__Фрагмент текста__

Вырождение. Литература и психиатрия в русской культуре конца XIX века — страница 58 из 88

[1037].

На глазах изумленных сокамерников он пытается помочь Сереже, не в силах выдержать его мучительной агонии. «Слишком человеческая» жалость Хмары переходит в отчаяние и наконец в «истерику», пока Сережа Цыган умирает «на каменном полу возле нары, захлебываясь в собственной крови»[1038].

Фельетонист Влас Дорошевич, один из популярнейших авторов уголовной литературы в России рубежа веков[1039], пародирует этот прием гуманизации «преступника-зверя» в рассказе «Старый палач (Сахалинский тип)» (1900). «В кандальном отделении „Нового Времени“, в подвальном этаже, живет старый, похожий на затравленного волка, противный человек ‹…› Это старый палач Буренин. Сахалинская знаменитость. Всеми презираемый ‹…› раз в неделю он полон злобного торжества – в день „экзекуции“»[1040]. Преисполненный «злобы и подлого торжества», Буренин подробно рассказывает, как истязает жертв «своей старой, грязной, пропитанной человеческой кровью плетью»[1041]. В конце этого карикатурно кровожадного описания выясняется, что буренинские зверства – это метафора деятельности злонамеренного литературного критика:

По Тургеневу, Ивану Сергеевичу, моя грязная плеть ходила. Чистый был человек, хрустальной чистоты, как святого его считали. Нарочно грязью плеть измазал, да по чистому-то, по чистому! Самые места такие выбирал, чтобы больней было. Попоганее бить старался, попоганее! Со внедрением в частную жизнь, можно сказать! Чтобы гаже человеку было. Гаже-с. ‹…› И кого только я вот этак… погано-то… Все, что только лучшим считалось. Чем только люди гордились. Из художников Репин, Антокольский, Ге покойник, из писателей Короленко, Мамин, Михайловский-критик, строптивый человек…[1042]

Перу Дорошевича принадлежит обстоятельное описание каторжной жизни на острове Сахалин, призванное – вслед за чеховским «Островом Сахалином» – познакомить русскую публику с царящими там бесчеловечными условиями содержания заключенных[1043]. Несмотря на явное тяготение к сенсационности, настойчиво располагающее к использованию «готической» криминально-антропологической образности, Дорошевич тоже описывает особо жестоких преступников при помощи стратегий «нормализации» монструозной преступной натуры, только сначала предстающей как форма антропологической ненормальности. Яркий пример – глава о «людоедах», где Дорошевич рассказывает о своем расследовании случаев каннибализма в каторжной среде, произошедших на Сахалине в 1890‐х годах[1044].

(Строки, взятые из коллекции)
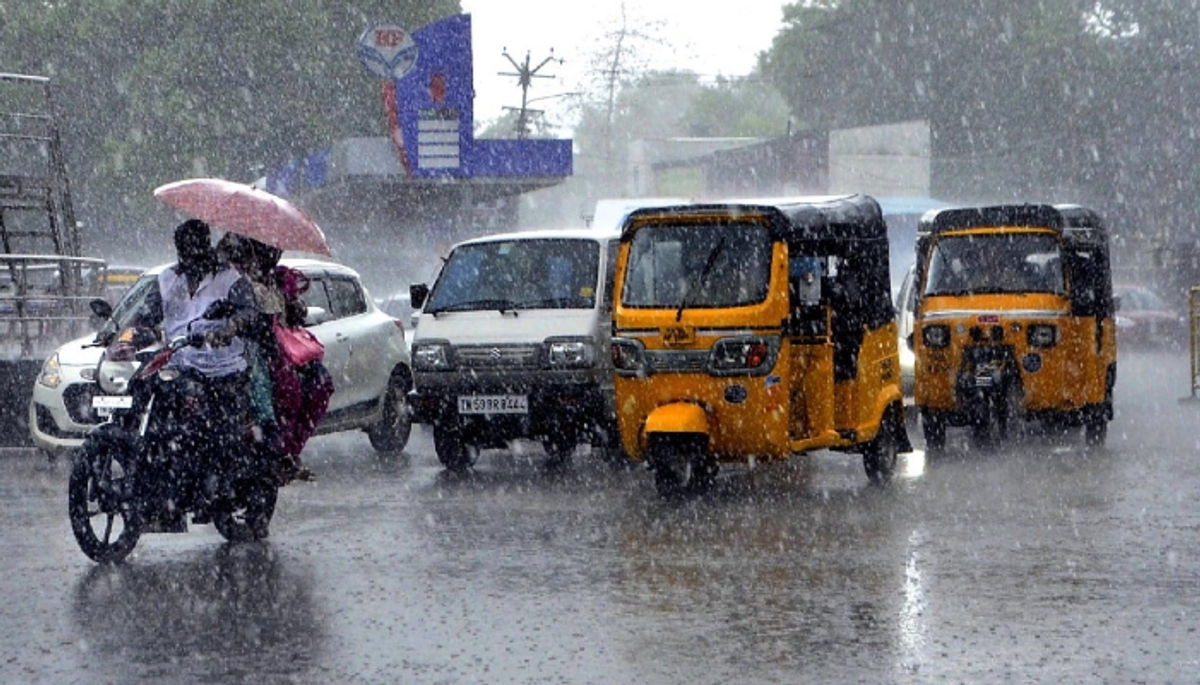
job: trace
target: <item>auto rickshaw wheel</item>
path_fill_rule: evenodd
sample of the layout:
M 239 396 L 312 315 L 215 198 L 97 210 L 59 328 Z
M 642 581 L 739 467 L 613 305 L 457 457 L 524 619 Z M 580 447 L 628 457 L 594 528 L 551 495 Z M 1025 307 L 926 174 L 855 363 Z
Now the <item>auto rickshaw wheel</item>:
M 716 480 L 716 462 L 708 455 L 707 435 L 660 434 L 649 440 L 654 487 L 665 499 L 703 494 Z
M 924 413 L 920 427 L 925 433 L 925 451 L 941 452 L 946 449 L 946 420 L 936 414 Z
M 896 470 L 899 440 L 896 431 L 904 431 L 902 414 L 889 409 L 880 423 L 880 433 L 863 449 L 863 469 L 874 485 L 887 485 Z
M 1104 446 L 1109 437 L 1109 419 L 1104 409 L 1097 408 L 1084 417 L 1084 444 L 1091 449 Z

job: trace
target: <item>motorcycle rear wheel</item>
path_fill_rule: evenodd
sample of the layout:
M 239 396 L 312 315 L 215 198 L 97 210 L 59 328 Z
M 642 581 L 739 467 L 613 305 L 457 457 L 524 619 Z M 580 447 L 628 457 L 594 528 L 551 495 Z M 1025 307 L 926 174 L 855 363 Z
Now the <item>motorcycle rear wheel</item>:
M 280 488 L 265 477 L 240 483 L 232 507 L 212 512 L 212 525 L 229 542 L 253 542 L 270 534 Z
M 121 561 L 142 535 L 133 498 L 134 458 L 114 443 L 101 440 L 86 443 L 76 456 L 67 483 L 67 512 L 76 542 L 92 561 Z

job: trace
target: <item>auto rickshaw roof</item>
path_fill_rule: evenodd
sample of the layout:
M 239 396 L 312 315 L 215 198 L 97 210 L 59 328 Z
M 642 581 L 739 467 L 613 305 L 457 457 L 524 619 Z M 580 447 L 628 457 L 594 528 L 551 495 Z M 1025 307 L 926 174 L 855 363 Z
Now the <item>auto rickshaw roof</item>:
M 622 240 L 630 240 L 636 227 L 647 220 L 703 217 L 742 214 L 772 218 L 775 240 L 887 240 L 887 224 L 880 205 L 870 196 L 817 196 L 770 199 L 736 199 L 643 208 L 630 212 L 622 227 Z
M 1100 244 L 1108 240 L 1104 220 L 1096 211 L 1076 204 L 1009 204 L 934 209 L 920 217 L 918 238 L 968 228 L 1050 228 L 1072 242 Z

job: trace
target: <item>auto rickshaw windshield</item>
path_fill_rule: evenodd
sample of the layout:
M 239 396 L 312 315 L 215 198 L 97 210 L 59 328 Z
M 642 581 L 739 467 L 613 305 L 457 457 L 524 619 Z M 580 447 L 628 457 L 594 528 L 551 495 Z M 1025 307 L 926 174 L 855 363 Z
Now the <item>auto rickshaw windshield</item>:
M 736 307 L 767 299 L 772 238 L 757 223 L 654 224 L 629 251 L 622 305 Z
M 1063 294 L 1058 239 L 1048 233 L 943 235 L 934 244 L 925 295 Z

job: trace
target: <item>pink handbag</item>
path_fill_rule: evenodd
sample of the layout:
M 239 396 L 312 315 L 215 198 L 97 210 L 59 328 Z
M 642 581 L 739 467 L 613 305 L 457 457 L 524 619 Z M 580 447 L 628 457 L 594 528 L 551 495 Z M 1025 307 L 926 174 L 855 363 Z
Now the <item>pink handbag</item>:
M 284 326 L 278 319 L 275 319 L 275 342 L 280 345 L 280 356 L 292 366 L 304 366 L 325 356 L 325 345 L 312 331 Z

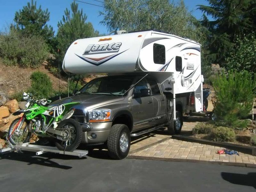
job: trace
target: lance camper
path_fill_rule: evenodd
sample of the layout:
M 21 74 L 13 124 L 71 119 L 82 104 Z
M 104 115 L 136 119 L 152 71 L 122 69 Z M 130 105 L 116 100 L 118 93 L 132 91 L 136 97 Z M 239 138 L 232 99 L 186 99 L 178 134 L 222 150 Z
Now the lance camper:
M 83 142 L 106 143 L 114 158 L 126 156 L 131 137 L 163 127 L 179 134 L 183 116 L 203 110 L 200 45 L 188 39 L 148 30 L 78 39 L 62 68 L 107 75 L 55 102 L 80 102 L 71 118 Z

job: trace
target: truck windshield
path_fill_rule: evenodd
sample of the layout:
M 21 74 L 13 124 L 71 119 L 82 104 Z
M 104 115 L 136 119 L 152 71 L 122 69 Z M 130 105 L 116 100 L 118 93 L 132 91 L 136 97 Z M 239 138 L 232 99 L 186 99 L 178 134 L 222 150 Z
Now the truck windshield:
M 97 78 L 82 87 L 77 94 L 106 94 L 121 96 L 130 87 L 132 77 L 109 76 Z

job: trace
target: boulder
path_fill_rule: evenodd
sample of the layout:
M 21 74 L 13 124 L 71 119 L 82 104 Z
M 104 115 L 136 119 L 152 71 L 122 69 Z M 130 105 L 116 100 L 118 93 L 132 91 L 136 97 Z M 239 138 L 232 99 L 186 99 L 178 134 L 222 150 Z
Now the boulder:
M 5 105 L 8 107 L 12 113 L 14 113 L 19 109 L 19 104 L 16 99 L 9 101 L 5 103 Z
M 9 109 L 8 107 L 5 106 L 0 107 L 0 117 L 1 118 L 8 117 L 9 115 Z
M 4 105 L 8 100 L 6 96 L 3 94 L 0 94 L 0 106 Z
M 19 107 L 21 109 L 25 109 L 27 108 L 26 106 L 27 104 L 27 101 L 20 101 L 18 102 Z

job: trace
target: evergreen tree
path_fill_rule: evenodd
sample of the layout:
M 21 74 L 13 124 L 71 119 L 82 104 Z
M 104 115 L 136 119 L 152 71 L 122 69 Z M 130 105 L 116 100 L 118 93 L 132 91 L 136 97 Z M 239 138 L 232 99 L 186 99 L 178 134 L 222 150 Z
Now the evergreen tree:
M 50 20 L 50 12 L 48 9 L 43 11 L 41 6 L 36 8 L 36 2 L 34 4 L 28 3 L 22 10 L 16 12 L 14 21 L 16 25 L 12 27 L 16 28 L 22 34 L 41 36 L 46 41 L 53 37 L 54 32 L 52 27 L 46 24 Z
M 201 24 L 208 29 L 206 47 L 212 62 L 221 63 L 233 48 L 236 37 L 255 30 L 255 0 L 208 0 L 199 5 Z M 254 6 L 253 7 L 253 6 Z M 210 21 L 205 14 L 212 17 Z
M 60 50 L 61 60 L 64 58 L 70 44 L 75 40 L 99 35 L 99 32 L 94 30 L 92 24 L 86 22 L 87 16 L 83 13 L 82 9 L 78 10 L 78 4 L 73 2 L 71 7 L 72 13 L 66 8 L 62 20 L 58 24 L 57 47 Z

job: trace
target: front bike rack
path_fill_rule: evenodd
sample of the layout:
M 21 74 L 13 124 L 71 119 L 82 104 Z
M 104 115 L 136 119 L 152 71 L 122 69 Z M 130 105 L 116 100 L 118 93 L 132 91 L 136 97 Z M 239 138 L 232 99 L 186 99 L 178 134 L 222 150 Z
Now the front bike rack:
M 0 149 L 0 154 L 8 152 L 22 152 L 22 151 L 36 152 L 36 155 L 39 155 L 47 152 L 58 154 L 71 155 L 82 157 L 88 154 L 88 151 L 76 149 L 73 151 L 66 151 L 59 150 L 54 147 L 36 145 L 29 144 L 29 143 L 20 143 L 15 146 L 10 145 L 10 147 Z

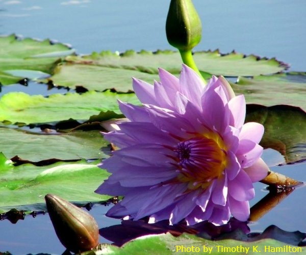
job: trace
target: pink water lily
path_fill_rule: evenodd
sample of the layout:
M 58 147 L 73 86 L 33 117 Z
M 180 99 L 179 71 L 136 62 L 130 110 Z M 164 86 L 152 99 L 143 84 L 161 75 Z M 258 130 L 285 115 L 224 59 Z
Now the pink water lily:
M 267 174 L 262 125 L 244 124 L 245 101 L 222 77 L 205 86 L 183 65 L 179 79 L 159 69 L 154 86 L 134 79 L 143 106 L 119 102 L 129 121 L 104 134 L 120 149 L 99 166 L 112 173 L 96 190 L 124 196 L 107 216 L 149 222 L 226 223 L 249 216 L 252 183 Z

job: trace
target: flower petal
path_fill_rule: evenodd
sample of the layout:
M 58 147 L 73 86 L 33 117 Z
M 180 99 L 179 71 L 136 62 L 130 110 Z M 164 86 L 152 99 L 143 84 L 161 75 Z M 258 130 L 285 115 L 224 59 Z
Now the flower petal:
M 179 91 L 190 101 L 194 102 L 194 105 L 200 107 L 201 95 L 205 85 L 198 74 L 190 67 L 183 64 L 178 83 Z
M 264 126 L 261 124 L 257 122 L 247 122 L 242 126 L 239 139 L 250 140 L 256 143 L 259 143 L 263 137 L 264 131 Z
M 209 221 L 214 225 L 219 226 L 227 223 L 230 217 L 231 212 L 228 205 L 222 207 L 215 206 Z
M 238 201 L 246 201 L 254 198 L 255 191 L 251 180 L 241 169 L 236 178 L 228 182 L 228 193 Z
M 182 194 L 186 189 L 185 184 L 168 185 L 152 188 L 147 192 L 146 200 L 142 203 L 135 219 L 138 220 L 147 215 L 150 215 L 170 206 L 174 201 L 178 194 Z M 133 205 L 129 205 L 133 206 Z
M 176 91 L 178 91 L 178 79 L 170 72 L 162 68 L 158 69 L 161 82 L 167 92 L 169 98 L 173 99 Z M 172 93 L 174 92 L 174 94 Z
M 157 103 L 158 104 L 158 106 L 162 108 L 167 108 L 170 110 L 173 110 L 173 100 L 170 99 L 168 94 L 165 89 L 165 87 L 163 86 L 161 83 L 155 81 L 154 82 L 154 92 L 155 93 L 155 97 Z M 173 91 L 172 94 L 175 94 L 175 92 Z M 172 100 L 171 100 L 172 99 Z
M 148 113 L 145 107 L 122 103 L 119 100 L 118 104 L 120 111 L 131 121 L 149 121 Z
M 250 216 L 248 201 L 237 201 L 231 196 L 228 197 L 232 215 L 237 220 L 246 221 Z
M 135 166 L 166 167 L 169 160 L 167 155 L 171 152 L 162 145 L 144 143 L 115 150 L 113 155 L 120 157 L 122 161 Z
M 260 158 L 263 148 L 249 140 L 241 140 L 236 155 L 243 168 L 249 167 Z
M 137 97 L 142 104 L 156 105 L 154 87 L 136 78 L 133 78 L 133 89 Z
M 235 96 L 228 102 L 230 125 L 240 129 L 245 118 L 245 99 L 243 95 Z
M 191 192 L 181 199 L 176 203 L 176 205 L 171 212 L 170 217 L 170 224 L 176 224 L 189 215 L 196 206 L 196 205 L 191 201 L 193 198 L 197 195 L 198 191 Z
M 225 104 L 225 95 L 220 87 L 208 90 L 201 98 L 203 118 L 206 122 L 219 133 L 222 134 L 228 126 L 229 111 L 227 104 Z
M 212 191 L 212 200 L 214 203 L 225 206 L 227 197 L 227 178 L 225 174 L 215 181 L 215 185 Z
M 264 161 L 260 158 L 251 166 L 244 168 L 245 172 L 253 183 L 261 181 L 268 175 L 269 167 Z
M 228 180 L 232 181 L 237 176 L 241 167 L 236 155 L 230 150 L 227 151 L 226 162 L 225 172 Z
M 120 125 L 121 132 L 133 139 L 135 143 L 154 143 L 172 145 L 177 140 L 149 122 L 131 122 Z

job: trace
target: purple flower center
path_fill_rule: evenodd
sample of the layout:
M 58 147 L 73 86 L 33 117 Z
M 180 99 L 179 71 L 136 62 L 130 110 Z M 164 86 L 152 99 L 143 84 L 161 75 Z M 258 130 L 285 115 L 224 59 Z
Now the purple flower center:
M 190 189 L 206 189 L 212 180 L 223 173 L 226 165 L 226 149 L 220 136 L 213 132 L 180 142 L 174 151 L 181 182 Z

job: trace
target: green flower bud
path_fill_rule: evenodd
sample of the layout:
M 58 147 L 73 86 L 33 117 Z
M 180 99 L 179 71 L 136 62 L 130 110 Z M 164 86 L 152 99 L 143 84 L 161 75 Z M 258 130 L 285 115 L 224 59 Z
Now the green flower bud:
M 78 253 L 97 246 L 99 228 L 90 214 L 55 195 L 48 194 L 45 200 L 55 232 L 68 250 Z
M 180 50 L 192 49 L 201 40 L 201 20 L 191 0 L 171 0 L 166 22 L 169 43 Z

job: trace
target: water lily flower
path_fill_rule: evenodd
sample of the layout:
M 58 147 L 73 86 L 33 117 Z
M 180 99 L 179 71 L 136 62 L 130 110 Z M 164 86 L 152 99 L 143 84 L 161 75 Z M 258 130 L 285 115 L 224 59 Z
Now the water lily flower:
M 267 175 L 258 144 L 262 125 L 244 124 L 245 101 L 222 78 L 207 86 L 183 65 L 179 79 L 162 69 L 154 86 L 134 79 L 143 104 L 119 102 L 129 121 L 104 134 L 120 149 L 99 165 L 112 173 L 96 190 L 124 196 L 107 215 L 149 222 L 246 221 L 252 183 Z

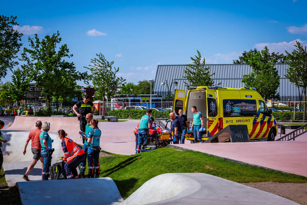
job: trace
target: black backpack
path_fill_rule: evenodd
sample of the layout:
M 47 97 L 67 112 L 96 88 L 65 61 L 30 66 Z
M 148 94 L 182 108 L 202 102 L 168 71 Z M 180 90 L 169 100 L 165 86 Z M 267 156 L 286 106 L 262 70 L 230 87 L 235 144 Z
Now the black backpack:
M 65 162 L 62 161 L 54 164 L 49 168 L 50 178 L 52 180 L 59 179 L 67 179 L 64 165 Z

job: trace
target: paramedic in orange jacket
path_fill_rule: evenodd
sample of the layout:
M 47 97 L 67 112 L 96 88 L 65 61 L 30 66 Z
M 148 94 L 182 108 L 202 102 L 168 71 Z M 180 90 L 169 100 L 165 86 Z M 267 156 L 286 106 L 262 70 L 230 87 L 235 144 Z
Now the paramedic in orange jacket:
M 64 130 L 60 130 L 58 133 L 59 137 L 62 140 L 61 144 L 64 152 L 64 155 L 61 158 L 63 161 L 67 161 L 64 168 L 67 179 L 78 178 L 76 168 L 84 160 L 85 153 L 72 140 L 66 137 L 67 134 Z

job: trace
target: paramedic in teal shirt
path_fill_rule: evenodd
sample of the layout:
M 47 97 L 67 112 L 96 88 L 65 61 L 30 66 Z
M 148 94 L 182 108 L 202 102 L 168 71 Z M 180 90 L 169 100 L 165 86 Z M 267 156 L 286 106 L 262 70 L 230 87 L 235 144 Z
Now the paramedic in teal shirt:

__Задания__
a – Ответьте на вопросы по фрагменту о литературе и психиатрии.
(i) Как называется рассказ Дорошевича, в котором пародируется гуманизация «преступника-зверя», и в каком году он вышел?
(ii) Где, согласно цитате из этого рассказа, живет старый палач Буренин?
(iii) В какие годы произошли случаи каннибализма на Сахалине, которые расследовал Дорошевич?
b – Допишите следующую часть фрагмента о литературе и психиатрии, начав сразу после его последнего предложения.

__Ответы по заданиям__
a –
(i) «Старый палач (Сахалинский тип)», 1900 год.
(ii) В кандальном отделении «Нового Времени», в подвальном этаже.
(iii) В 1890-х годах.

b –
Особенно вопиющей стала так называемая «онорская история» 1892 года, попавшая в печать разных стран. Нечеловеческие условия строительства дороги, ведущей к расположенному в центральной части острова селу Онор, привели к массовым смертям каторжан. Повесткой дня стали попытки бегства, при расследовании которых были обнаружены свидетельства каннибализма среди беглых арестантов[1045]. В 1897 году Дорошевич опрашивает еще живых «людоедов» Колоскова и Васильева, снискавших себе репутацию отъявленных чудовищ и «демонстрируемых» посетителям острова в качестве отвратительных диковинок. Нарисованный Дорошевичем портрет Павла Колоскова сначала соответствует физиогномическим топосам криминальной антропологии:

Молодой еще парень, низкорослый, широкоплечий, истинно «могутный». С тупым угрюмым лицом, исподлобья глядящими глазами. Каторга, даже кандальная, «головка» каторги, его не любит и чуждается. Он ходит обыкновенно один вдоль палей, огораживающих кандальное отделение, взад и вперед, понурый, мрачный, словно волк, что неустанно бегает вдоль решетки клетки[1046].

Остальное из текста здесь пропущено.